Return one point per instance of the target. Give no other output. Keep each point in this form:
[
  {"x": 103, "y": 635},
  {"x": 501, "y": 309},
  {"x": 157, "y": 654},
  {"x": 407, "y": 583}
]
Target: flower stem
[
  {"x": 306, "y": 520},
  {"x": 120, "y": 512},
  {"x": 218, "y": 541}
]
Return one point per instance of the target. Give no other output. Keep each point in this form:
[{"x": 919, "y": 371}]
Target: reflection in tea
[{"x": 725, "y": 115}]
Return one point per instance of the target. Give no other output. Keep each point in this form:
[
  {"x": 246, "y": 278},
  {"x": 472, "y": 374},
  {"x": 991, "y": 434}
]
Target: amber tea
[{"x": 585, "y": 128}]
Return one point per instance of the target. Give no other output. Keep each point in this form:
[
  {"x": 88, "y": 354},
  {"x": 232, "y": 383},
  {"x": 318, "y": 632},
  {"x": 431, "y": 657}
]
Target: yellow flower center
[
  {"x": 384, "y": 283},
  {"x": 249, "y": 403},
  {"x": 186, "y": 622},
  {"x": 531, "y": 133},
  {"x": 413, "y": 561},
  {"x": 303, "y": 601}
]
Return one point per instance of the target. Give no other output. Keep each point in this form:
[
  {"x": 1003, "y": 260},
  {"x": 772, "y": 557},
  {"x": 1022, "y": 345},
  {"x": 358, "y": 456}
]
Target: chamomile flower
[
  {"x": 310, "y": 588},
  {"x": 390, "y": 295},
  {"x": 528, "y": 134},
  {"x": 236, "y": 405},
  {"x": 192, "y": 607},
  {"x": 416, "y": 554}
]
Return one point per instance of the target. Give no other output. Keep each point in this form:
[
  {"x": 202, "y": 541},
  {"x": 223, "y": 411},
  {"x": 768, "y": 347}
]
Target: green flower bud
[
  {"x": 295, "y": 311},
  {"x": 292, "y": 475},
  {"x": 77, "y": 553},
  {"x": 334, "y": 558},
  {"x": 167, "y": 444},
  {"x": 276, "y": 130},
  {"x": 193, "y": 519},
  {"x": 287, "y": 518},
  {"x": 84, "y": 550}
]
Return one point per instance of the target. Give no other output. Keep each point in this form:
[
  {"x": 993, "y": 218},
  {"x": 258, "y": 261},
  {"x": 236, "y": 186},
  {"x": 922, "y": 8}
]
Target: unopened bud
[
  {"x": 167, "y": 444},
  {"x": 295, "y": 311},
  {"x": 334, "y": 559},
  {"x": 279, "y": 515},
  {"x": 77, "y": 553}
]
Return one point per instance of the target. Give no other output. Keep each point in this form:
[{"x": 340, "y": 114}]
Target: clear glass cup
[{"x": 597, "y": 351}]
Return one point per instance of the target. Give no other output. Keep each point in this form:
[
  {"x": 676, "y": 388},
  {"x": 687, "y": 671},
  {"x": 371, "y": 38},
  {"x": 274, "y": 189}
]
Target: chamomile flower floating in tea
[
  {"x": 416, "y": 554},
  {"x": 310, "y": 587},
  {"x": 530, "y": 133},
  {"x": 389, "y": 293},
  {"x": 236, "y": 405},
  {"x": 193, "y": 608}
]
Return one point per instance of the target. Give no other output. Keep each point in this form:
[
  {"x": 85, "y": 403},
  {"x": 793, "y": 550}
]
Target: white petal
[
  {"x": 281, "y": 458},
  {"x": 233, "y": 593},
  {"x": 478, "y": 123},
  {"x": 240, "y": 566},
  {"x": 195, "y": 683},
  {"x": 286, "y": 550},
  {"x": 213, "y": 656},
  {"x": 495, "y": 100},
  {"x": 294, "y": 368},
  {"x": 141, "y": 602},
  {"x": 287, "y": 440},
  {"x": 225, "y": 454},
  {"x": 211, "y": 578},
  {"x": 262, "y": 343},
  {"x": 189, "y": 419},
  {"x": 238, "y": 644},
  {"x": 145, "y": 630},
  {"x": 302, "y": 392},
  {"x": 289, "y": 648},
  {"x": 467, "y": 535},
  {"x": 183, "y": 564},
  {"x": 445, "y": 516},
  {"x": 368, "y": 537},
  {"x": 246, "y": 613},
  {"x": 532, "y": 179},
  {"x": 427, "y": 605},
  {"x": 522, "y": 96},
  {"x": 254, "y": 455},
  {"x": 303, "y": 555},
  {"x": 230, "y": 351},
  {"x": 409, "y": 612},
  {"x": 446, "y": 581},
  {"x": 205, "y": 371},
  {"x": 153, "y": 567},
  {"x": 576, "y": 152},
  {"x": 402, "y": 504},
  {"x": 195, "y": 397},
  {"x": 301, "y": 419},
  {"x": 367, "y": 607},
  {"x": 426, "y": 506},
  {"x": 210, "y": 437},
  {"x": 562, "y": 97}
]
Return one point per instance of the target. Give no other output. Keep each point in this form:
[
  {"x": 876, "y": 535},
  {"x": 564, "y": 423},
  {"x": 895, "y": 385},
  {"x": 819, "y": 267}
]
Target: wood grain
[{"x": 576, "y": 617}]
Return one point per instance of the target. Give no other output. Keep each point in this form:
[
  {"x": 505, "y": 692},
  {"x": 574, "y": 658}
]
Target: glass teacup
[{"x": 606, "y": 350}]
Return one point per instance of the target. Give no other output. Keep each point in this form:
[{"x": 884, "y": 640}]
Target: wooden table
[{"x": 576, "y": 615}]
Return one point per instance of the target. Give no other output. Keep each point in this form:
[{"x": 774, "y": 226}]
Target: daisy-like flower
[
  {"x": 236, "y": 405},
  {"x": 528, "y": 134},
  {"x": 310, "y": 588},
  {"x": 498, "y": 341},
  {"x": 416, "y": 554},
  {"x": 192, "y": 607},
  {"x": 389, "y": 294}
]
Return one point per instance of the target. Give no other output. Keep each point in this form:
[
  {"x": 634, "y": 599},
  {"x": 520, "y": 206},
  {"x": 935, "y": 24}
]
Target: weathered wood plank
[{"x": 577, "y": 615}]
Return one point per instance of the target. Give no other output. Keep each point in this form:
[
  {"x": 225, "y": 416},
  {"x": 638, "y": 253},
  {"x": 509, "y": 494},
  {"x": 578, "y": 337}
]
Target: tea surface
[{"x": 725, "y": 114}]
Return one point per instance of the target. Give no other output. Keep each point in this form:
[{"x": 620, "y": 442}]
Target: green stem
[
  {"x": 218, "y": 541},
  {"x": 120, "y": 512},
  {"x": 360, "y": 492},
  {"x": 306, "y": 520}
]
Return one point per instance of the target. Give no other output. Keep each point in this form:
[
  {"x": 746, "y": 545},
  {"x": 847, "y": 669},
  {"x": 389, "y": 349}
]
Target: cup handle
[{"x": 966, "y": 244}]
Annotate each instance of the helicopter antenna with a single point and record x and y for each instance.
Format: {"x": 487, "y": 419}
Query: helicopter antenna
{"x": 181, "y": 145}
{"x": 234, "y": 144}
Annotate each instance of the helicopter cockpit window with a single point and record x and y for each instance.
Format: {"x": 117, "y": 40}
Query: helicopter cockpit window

Task directions → Could you write out the material above exactly as it appears?

Exercise solution →
Return one point per instance of the target. Give no other output. Keep each point in this form:
[
  {"x": 103, "y": 635},
  {"x": 501, "y": 309},
  {"x": 157, "y": 654},
  {"x": 407, "y": 583}
]
Target: flower stem
[
  {"x": 306, "y": 520},
  {"x": 120, "y": 512},
  {"x": 218, "y": 541}
]
Return one point per instance of the target. Give no other output. Keep each point in this form:
[{"x": 919, "y": 371}]
Target: reflection in tea
[{"x": 725, "y": 115}]
Return one point per instance of the target. Give no other output. Keep each point in this form:
[
  {"x": 246, "y": 278},
  {"x": 472, "y": 374},
  {"x": 991, "y": 434}
]
Target: amber tea
[{"x": 585, "y": 128}]
Return one point per instance of the target. Give no other output. Keep each point in this form:
[
  {"x": 88, "y": 354},
  {"x": 232, "y": 383},
  {"x": 318, "y": 632},
  {"x": 431, "y": 657}
]
Target: yellow flower center
[
  {"x": 384, "y": 283},
  {"x": 249, "y": 403},
  {"x": 186, "y": 622},
  {"x": 531, "y": 133},
  {"x": 413, "y": 561},
  {"x": 303, "y": 601}
]
Return one point per instance of the target. Give no other output. Keep each point in this form:
[
  {"x": 1003, "y": 260},
  {"x": 772, "y": 557},
  {"x": 1022, "y": 345},
  {"x": 358, "y": 456}
]
Target: chamomile flower
[
  {"x": 310, "y": 588},
  {"x": 390, "y": 295},
  {"x": 528, "y": 134},
  {"x": 236, "y": 405},
  {"x": 192, "y": 607},
  {"x": 416, "y": 554}
]
Return one point per instance of the target. Give no other output. Keep each point in this form:
[
  {"x": 202, "y": 541},
  {"x": 223, "y": 411},
  {"x": 768, "y": 347}
]
Target: green flower bud
[
  {"x": 295, "y": 311},
  {"x": 292, "y": 475},
  {"x": 77, "y": 553},
  {"x": 334, "y": 558},
  {"x": 167, "y": 444},
  {"x": 276, "y": 130},
  {"x": 193, "y": 519},
  {"x": 287, "y": 518},
  {"x": 84, "y": 550}
]
Return one point per instance of the target. Give no other output. Keep each point in this form:
[
  {"x": 993, "y": 218},
  {"x": 258, "y": 261},
  {"x": 236, "y": 186},
  {"x": 922, "y": 8}
]
Target: unopened bud
[
  {"x": 167, "y": 444},
  {"x": 295, "y": 311},
  {"x": 334, "y": 559},
  {"x": 279, "y": 515},
  {"x": 77, "y": 553}
]
Return one point per instance of the target. Give no other output. Keep each point in this form:
[{"x": 340, "y": 114}]
Target: clear glass cup
[{"x": 597, "y": 351}]
Return one point per instance of the target. Give no other output. Keep each point in this form:
[
  {"x": 676, "y": 388},
  {"x": 687, "y": 671},
  {"x": 371, "y": 38},
  {"x": 274, "y": 189}
]
Target: chamomile flower floating in tea
[
  {"x": 416, "y": 554},
  {"x": 310, "y": 587},
  {"x": 530, "y": 133},
  {"x": 389, "y": 293},
  {"x": 236, "y": 405},
  {"x": 193, "y": 608}
]
Return one point per instance of the target. Give no other output. Keep each point in this form:
[
  {"x": 85, "y": 403},
  {"x": 793, "y": 550}
]
Target: white petal
[
  {"x": 281, "y": 458},
  {"x": 233, "y": 593},
  {"x": 478, "y": 123},
  {"x": 240, "y": 566},
  {"x": 195, "y": 683},
  {"x": 286, "y": 550},
  {"x": 213, "y": 656},
  {"x": 495, "y": 100},
  {"x": 294, "y": 368},
  {"x": 141, "y": 602},
  {"x": 287, "y": 440},
  {"x": 225, "y": 454},
  {"x": 211, "y": 578},
  {"x": 262, "y": 343},
  {"x": 189, "y": 419},
  {"x": 238, "y": 644},
  {"x": 145, "y": 630},
  {"x": 302, "y": 392},
  {"x": 289, "y": 648},
  {"x": 467, "y": 535},
  {"x": 183, "y": 564},
  {"x": 445, "y": 516},
  {"x": 368, "y": 537},
  {"x": 246, "y": 613},
  {"x": 532, "y": 179},
  {"x": 427, "y": 605},
  {"x": 522, "y": 96},
  {"x": 254, "y": 455},
  {"x": 303, "y": 555},
  {"x": 230, "y": 351},
  {"x": 409, "y": 612},
  {"x": 446, "y": 581},
  {"x": 205, "y": 371},
  {"x": 153, "y": 567},
  {"x": 576, "y": 152},
  {"x": 402, "y": 504},
  {"x": 195, "y": 397},
  {"x": 301, "y": 419},
  {"x": 367, "y": 607},
  {"x": 426, "y": 506},
  {"x": 210, "y": 437},
  {"x": 562, "y": 97}
]
Return one point per instance of the target. Give no other output. Keep each point in this form:
[
  {"x": 876, "y": 535},
  {"x": 564, "y": 423},
  {"x": 895, "y": 385},
  {"x": 819, "y": 267}
]
Target: wood grain
[{"x": 576, "y": 617}]
Return one point per instance of the target. Give no other output. Keep each point in this form:
[
  {"x": 505, "y": 692},
  {"x": 574, "y": 658}
]
Target: glass teacup
[{"x": 606, "y": 350}]
Return one point per instance of the target. Give no other output. Keep each point in this form:
[{"x": 884, "y": 640}]
Target: wooden table
[{"x": 576, "y": 615}]
Return one point per instance of the target. Give no other output. Keep each point in this form:
[{"x": 774, "y": 226}]
Target: daisy-like flower
[
  {"x": 236, "y": 405},
  {"x": 528, "y": 134},
  {"x": 310, "y": 588},
  {"x": 498, "y": 341},
  {"x": 416, "y": 554},
  {"x": 192, "y": 607},
  {"x": 389, "y": 294}
]
Return one point per instance of the target. Give no other output. Keep each point in this form:
[
  {"x": 634, "y": 599},
  {"x": 520, "y": 206},
  {"x": 935, "y": 24}
]
Target: weathered wood plank
[{"x": 577, "y": 615}]
Return one point per instance of the target. Give no other output. Keep each point in this form:
[
  {"x": 225, "y": 416},
  {"x": 638, "y": 253},
  {"x": 509, "y": 494},
  {"x": 578, "y": 337}
]
Target: tea surface
[{"x": 725, "y": 114}]
Return one point per instance of the target. Give no other output. Keep each point in this form:
[{"x": 620, "y": 442}]
Target: green stem
[
  {"x": 218, "y": 541},
  {"x": 120, "y": 512},
  {"x": 360, "y": 492},
  {"x": 306, "y": 520}
]
Return one point per instance of the target. Give no other output. Keep each point in this form:
[
  {"x": 746, "y": 545},
  {"x": 847, "y": 669},
  {"x": 389, "y": 349}
]
Target: cup handle
[{"x": 966, "y": 244}]
Annotate each instance of the helicopter antenna with a single point and record x and y for each instance.
Format: {"x": 487, "y": 419}
Query: helicopter antenna
{"x": 181, "y": 145}
{"x": 234, "y": 144}
Annotate each instance of the helicopter cockpit window with a single point and record x and y for each instance.
Format: {"x": 117, "y": 40}
Query: helicopter cockpit window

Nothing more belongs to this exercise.